Copy out each line of the listing that has the word "bush" in it.

═════ STUDY MATERIAL ═════

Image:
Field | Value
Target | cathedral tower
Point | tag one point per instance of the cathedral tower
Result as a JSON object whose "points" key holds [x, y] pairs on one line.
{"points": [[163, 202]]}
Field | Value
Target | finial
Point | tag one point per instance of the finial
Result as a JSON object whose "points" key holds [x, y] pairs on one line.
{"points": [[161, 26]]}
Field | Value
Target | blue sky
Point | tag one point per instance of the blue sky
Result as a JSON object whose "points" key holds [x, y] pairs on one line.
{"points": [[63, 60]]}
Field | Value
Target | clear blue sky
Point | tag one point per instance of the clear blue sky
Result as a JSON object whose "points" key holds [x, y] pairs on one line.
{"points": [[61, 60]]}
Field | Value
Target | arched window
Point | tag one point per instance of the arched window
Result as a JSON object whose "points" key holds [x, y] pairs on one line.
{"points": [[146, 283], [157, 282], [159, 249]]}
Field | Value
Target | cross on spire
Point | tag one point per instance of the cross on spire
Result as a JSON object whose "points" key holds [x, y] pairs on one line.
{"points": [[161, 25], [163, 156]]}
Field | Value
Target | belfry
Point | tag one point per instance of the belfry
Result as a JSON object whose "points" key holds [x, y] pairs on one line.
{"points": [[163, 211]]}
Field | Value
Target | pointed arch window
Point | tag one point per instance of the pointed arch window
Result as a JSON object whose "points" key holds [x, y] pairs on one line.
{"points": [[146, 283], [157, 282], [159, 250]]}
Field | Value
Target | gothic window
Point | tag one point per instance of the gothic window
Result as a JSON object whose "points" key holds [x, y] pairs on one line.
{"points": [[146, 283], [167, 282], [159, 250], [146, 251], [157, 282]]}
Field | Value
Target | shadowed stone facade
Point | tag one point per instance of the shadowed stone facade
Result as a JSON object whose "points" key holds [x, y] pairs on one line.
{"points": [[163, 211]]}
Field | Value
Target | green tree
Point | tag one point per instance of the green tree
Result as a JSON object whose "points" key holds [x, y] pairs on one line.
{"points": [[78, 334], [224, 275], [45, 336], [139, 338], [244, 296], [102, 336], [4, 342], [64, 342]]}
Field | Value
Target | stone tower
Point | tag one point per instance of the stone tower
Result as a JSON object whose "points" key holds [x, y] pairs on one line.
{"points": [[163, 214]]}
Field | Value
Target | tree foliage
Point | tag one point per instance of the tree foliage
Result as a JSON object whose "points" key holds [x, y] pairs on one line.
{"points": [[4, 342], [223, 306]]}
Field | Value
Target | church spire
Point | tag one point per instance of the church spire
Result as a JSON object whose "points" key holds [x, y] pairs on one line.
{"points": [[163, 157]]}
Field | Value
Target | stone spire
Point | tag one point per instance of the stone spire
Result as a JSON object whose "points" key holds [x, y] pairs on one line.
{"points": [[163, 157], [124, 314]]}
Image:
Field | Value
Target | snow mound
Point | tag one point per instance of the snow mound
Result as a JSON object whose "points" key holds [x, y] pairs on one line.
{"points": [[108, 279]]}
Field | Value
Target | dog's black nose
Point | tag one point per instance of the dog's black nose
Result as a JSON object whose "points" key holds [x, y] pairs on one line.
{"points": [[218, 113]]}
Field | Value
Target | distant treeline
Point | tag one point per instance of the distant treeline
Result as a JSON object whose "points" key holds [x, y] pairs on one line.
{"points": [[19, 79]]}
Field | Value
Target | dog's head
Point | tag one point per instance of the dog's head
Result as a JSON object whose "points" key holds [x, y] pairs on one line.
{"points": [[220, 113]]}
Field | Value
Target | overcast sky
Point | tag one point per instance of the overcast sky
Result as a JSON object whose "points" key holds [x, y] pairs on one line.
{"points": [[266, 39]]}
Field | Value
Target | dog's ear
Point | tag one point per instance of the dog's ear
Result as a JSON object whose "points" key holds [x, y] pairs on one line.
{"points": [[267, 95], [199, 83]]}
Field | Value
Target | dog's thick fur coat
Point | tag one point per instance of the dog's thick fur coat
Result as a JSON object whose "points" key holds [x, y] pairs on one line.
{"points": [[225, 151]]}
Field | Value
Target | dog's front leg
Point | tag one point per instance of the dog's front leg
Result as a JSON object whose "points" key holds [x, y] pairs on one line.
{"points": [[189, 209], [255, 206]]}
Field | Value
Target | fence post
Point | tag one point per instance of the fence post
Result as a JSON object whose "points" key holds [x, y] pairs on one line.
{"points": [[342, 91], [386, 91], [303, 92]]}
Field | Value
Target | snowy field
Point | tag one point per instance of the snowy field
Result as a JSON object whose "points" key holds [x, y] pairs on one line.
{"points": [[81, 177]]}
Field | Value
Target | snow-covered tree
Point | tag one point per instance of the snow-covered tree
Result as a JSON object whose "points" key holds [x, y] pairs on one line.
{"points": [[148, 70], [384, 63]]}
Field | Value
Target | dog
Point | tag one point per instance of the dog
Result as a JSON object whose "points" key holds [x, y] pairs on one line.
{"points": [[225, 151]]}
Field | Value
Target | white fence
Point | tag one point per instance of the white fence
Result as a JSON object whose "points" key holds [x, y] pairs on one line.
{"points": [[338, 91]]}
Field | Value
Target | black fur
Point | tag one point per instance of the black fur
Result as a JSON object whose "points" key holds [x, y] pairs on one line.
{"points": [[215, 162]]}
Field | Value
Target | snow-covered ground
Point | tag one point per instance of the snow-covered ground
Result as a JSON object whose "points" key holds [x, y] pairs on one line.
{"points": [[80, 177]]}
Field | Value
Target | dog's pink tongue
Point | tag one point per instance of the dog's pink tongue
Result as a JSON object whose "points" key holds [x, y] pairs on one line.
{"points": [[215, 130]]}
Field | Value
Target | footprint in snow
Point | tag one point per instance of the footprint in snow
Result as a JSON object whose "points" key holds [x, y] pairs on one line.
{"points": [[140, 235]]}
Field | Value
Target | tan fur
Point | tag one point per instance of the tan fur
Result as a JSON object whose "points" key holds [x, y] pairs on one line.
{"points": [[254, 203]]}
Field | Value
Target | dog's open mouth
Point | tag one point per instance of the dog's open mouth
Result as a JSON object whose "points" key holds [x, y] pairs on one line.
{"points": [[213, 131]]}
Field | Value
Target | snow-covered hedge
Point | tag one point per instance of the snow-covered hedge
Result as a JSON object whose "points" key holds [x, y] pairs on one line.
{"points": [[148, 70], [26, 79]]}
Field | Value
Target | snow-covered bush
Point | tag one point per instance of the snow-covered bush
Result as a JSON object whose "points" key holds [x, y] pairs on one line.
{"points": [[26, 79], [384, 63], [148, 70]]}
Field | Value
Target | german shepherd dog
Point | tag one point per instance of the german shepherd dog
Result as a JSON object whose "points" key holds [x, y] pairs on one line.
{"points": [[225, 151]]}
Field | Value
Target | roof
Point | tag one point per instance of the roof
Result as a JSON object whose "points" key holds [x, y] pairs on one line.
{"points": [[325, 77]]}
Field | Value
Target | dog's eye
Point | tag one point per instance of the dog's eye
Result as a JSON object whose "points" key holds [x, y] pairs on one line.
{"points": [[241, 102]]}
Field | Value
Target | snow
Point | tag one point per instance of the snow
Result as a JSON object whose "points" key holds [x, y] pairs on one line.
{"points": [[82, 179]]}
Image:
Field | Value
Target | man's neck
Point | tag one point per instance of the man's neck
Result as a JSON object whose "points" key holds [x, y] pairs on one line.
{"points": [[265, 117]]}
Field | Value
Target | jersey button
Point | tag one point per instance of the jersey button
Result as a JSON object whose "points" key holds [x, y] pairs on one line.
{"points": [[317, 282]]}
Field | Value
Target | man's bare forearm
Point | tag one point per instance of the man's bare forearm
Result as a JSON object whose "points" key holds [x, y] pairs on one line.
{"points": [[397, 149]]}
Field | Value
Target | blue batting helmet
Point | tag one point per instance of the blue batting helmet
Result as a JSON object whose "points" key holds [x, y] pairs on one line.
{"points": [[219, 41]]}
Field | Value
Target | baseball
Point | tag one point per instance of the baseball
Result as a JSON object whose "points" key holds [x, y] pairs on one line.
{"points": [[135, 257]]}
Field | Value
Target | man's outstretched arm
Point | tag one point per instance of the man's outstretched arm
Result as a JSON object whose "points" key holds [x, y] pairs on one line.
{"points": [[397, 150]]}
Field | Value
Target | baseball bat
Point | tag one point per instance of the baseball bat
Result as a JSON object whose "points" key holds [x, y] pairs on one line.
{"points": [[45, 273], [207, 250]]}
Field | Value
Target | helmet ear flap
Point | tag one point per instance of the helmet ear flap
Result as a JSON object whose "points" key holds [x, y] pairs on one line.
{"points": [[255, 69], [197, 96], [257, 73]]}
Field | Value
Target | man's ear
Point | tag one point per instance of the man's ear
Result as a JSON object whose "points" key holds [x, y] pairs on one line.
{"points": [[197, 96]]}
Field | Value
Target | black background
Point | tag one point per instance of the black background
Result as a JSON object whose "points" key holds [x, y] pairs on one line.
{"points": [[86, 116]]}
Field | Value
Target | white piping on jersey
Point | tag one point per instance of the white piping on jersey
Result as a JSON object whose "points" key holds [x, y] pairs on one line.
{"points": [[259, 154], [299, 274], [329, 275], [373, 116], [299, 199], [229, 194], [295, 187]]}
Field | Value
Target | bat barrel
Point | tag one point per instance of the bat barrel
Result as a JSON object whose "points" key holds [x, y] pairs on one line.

═════

▸ OUTPUT FOR THIS TASK
Target | snow-covered bush
Point | tag one point per instance of the snow-covered bush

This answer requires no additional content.